◆ Activity
Copy every entry verbatim and skip the pictures.

◆ Exercise material
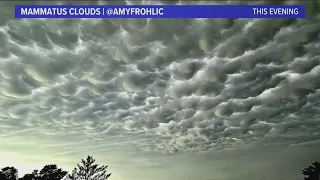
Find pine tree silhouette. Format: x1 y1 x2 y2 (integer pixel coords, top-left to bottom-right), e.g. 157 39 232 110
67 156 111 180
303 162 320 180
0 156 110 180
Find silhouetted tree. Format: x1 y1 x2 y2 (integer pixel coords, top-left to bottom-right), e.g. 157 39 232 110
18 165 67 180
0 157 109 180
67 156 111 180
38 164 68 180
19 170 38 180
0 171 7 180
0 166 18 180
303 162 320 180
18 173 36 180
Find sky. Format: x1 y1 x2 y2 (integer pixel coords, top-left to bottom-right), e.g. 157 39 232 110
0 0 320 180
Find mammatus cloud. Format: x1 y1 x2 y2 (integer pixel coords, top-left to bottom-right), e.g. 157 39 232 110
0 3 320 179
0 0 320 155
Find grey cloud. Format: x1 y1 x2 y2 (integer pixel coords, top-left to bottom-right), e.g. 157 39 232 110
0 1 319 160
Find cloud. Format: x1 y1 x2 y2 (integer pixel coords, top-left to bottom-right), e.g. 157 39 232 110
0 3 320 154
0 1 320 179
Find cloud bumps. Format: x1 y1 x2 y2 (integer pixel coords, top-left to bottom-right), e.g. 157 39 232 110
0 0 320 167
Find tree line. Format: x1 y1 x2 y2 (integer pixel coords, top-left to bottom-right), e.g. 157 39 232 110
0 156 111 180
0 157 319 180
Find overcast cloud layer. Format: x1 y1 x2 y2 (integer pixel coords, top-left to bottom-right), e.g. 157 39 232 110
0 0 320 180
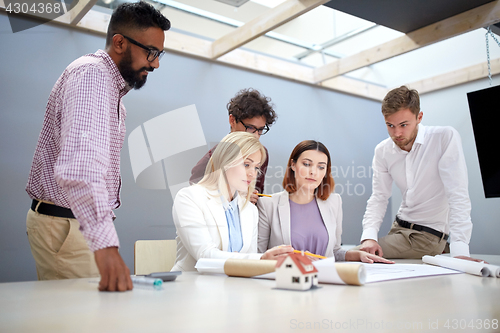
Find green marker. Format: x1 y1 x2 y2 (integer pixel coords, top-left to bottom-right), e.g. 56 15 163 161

◆ Solution to this exercise
Find pine tree silhouette. Format: x1 y1 x2 y2 (integer pixel coords, top-left to bottom-right), e.g. 157 39 232 110
67 156 111 180
303 162 320 180
0 156 110 180
Find silhouetted tree. Format: x1 y1 x2 y2 (integer pixel coords, top-left to bottom-right), e.g. 157 39 232 110
18 165 67 180
0 157 109 180
67 156 111 180
38 164 68 180
19 170 38 180
0 171 7 180
0 166 18 180
303 162 320 180
18 173 36 180
Find sky. Format: x1 y1 x2 y2 (integer pixel coords, top-left to bottom-right), e.g. 157 39 232 110
0 0 320 180
Find mammatus cloud. Format: x1 y1 x2 y2 (integer pixel coords, top-left to bottom-right), e.g. 157 39 232 110
0 3 320 179
0 0 320 155
Find grey cloud. Format: x1 y1 x2 y2 (integer pixel coords, top-left to bottom-right), e.g. 157 39 232 110
0 1 319 160
Find cloud. Format: x1 y1 x2 y2 (integer pixel coords, top-left to bottom-right), e.g. 157 39 232 110
0 3 320 154
0 1 320 179
Find cloud bumps. Format: x1 y1 x2 y2 (integer pixel coords, top-left to bottom-right), e.g. 157 39 232 110
0 0 320 167
Find tree line. Format: x1 y1 x2 y2 (integer pixel coords, top-left to bottom-right), e.g. 157 39 232 110
0 156 111 180
0 157 319 180
Find overcast cloud layer. Format: x1 y1 x2 y2 (integer pixel coords, top-left to bottom-right), e.g. 157 39 232 110
0 0 320 180
Find green marker. Format: x1 y1 x2 y2 (integer pixel coords, top-left to bottom-right), e.g. 56 15 163 161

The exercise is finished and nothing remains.